What you should do » Repeat the stretch of lines below, from the line containing "Could you point at the haas" through the end of the lines, keeping each one unchanged.

(Point annotations for photos)
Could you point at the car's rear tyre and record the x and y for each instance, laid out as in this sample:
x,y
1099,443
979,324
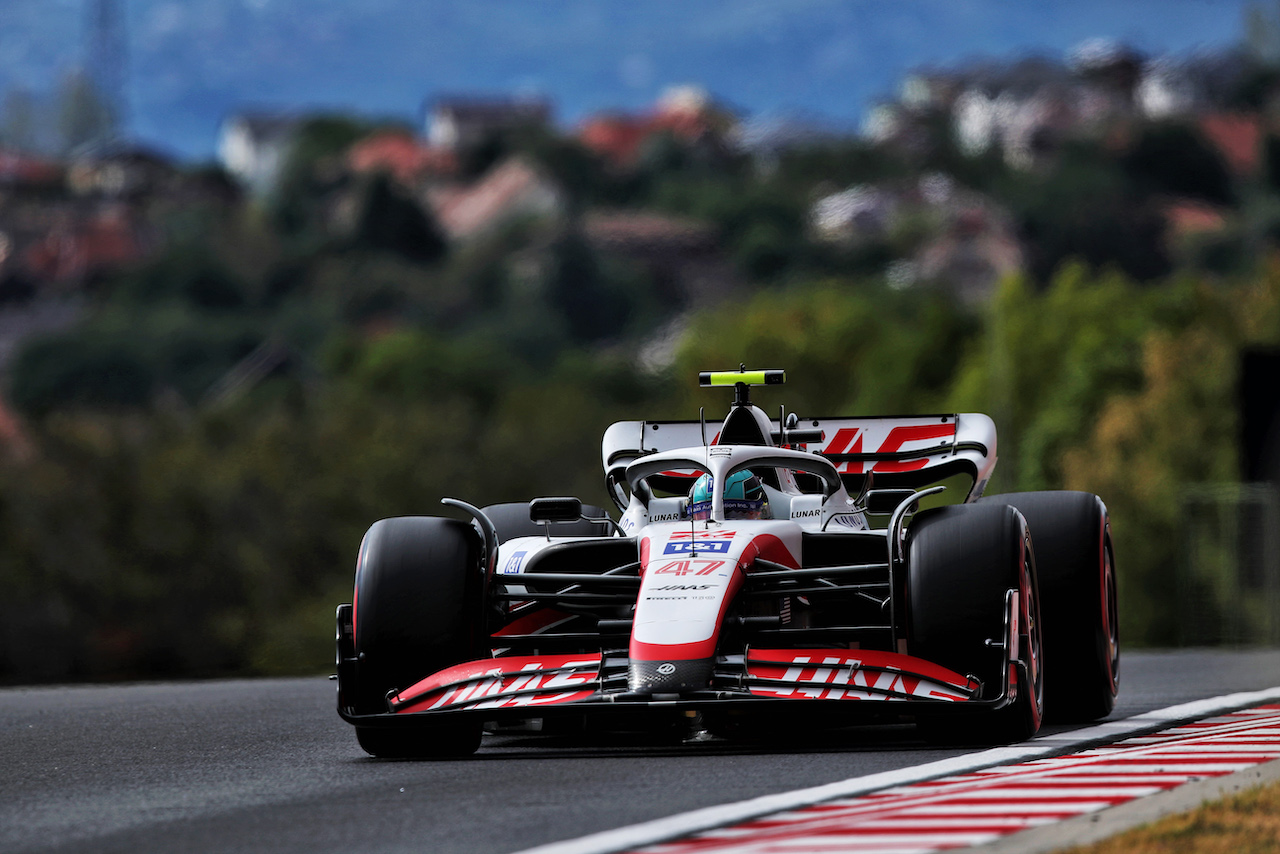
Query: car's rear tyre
x,y
961,563
417,610
512,520
1077,572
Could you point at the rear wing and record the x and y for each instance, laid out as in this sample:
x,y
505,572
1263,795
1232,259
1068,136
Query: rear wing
x,y
900,451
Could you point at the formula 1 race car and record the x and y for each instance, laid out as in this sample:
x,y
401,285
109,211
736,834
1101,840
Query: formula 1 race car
x,y
763,574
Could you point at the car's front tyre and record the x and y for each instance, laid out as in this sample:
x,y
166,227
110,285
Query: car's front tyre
x,y
417,610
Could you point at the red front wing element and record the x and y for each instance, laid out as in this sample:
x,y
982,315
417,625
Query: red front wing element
x,y
504,683
782,674
854,675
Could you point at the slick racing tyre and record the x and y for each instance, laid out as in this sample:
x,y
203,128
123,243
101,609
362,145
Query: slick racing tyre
x,y
512,520
1077,572
961,562
416,611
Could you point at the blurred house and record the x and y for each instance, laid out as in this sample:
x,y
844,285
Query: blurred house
x,y
254,147
403,158
685,113
27,172
78,246
510,191
464,123
855,214
120,170
972,256
1238,138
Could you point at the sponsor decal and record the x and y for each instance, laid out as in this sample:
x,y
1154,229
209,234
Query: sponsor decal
x,y
704,535
850,441
690,567
849,677
702,546
850,520
496,689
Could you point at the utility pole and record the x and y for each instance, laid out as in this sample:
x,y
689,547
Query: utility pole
x,y
106,64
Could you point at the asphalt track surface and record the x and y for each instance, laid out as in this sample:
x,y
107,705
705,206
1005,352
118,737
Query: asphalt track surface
x,y
268,766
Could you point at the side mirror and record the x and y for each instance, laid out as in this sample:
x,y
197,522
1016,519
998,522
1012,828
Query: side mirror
x,y
554,510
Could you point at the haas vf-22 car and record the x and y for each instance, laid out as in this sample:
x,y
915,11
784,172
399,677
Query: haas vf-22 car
x,y
763,572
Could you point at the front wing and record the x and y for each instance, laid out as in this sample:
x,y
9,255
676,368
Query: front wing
x,y
853,681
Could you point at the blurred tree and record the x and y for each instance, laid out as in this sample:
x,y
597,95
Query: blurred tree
x,y
83,114
311,174
1086,208
1048,362
389,220
186,274
19,127
1174,159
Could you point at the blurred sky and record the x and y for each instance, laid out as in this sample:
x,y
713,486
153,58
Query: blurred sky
x,y
193,62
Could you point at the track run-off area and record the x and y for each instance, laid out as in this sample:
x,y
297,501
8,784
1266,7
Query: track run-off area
x,y
266,766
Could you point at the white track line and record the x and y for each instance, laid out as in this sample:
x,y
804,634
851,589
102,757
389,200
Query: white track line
x,y
699,820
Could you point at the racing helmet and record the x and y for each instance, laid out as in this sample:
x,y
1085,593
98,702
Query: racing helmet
x,y
744,497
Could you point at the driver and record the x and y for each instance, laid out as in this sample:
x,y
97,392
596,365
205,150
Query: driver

Task result »
Could you point at the haas vf-22 car and record the x and y for each instance, laid out as in this sample:
x,y
915,11
784,172
399,677
Query: haas vf-22 car
x,y
763,572
Could you point at the front wing and record the x and y for each instance, laid out as in this sample:
x,y
9,255
676,368
Query: front wing
x,y
853,681
Could you point at the blurred tree and record the x and y for each instance, laid out as in this sample:
x,y
597,95
Query: blurred tree
x,y
83,114
311,174
1086,208
1048,362
389,220
186,274
19,127
1174,159
Could you point at the blurred sky and record the x and y for each instance, laid out as in this sample:
x,y
713,486
153,58
Query: blurred sky
x,y
193,62
Could you point at the track run-off area and record the x and y for each instance, laid out as in this sample:
x,y
297,501
8,784
1266,7
Query: track run-off area
x,y
266,766
Could you point at the white track line and record the x and y for each instance, laid out as in this sample:
x,y
804,634
851,589
102,757
389,200
Query: white track line
x,y
699,820
Could you point at the racing helmet and record the x and y for each instance, laid out as in this sample:
x,y
1085,593
98,702
Query: racing helmet
x,y
744,497
Could you point at the driver and record the x and y for each instance, laid out as in this sample:
x,y
97,392
596,365
205,150
Query: driver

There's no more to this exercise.